=== Working data ===

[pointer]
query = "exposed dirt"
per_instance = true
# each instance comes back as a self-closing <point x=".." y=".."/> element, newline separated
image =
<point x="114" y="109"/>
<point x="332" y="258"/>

===

- _Task goal_
Edit the data above so that "exposed dirt" becomes "bare soil". Keep every other part the same.

- _Written reply_
[pointer]
query = "bare soil"
per_instance = true
# each instance comes back as a self-closing <point x=".." y=".."/> element, newline separated
image =
<point x="114" y="109"/>
<point x="332" y="258"/>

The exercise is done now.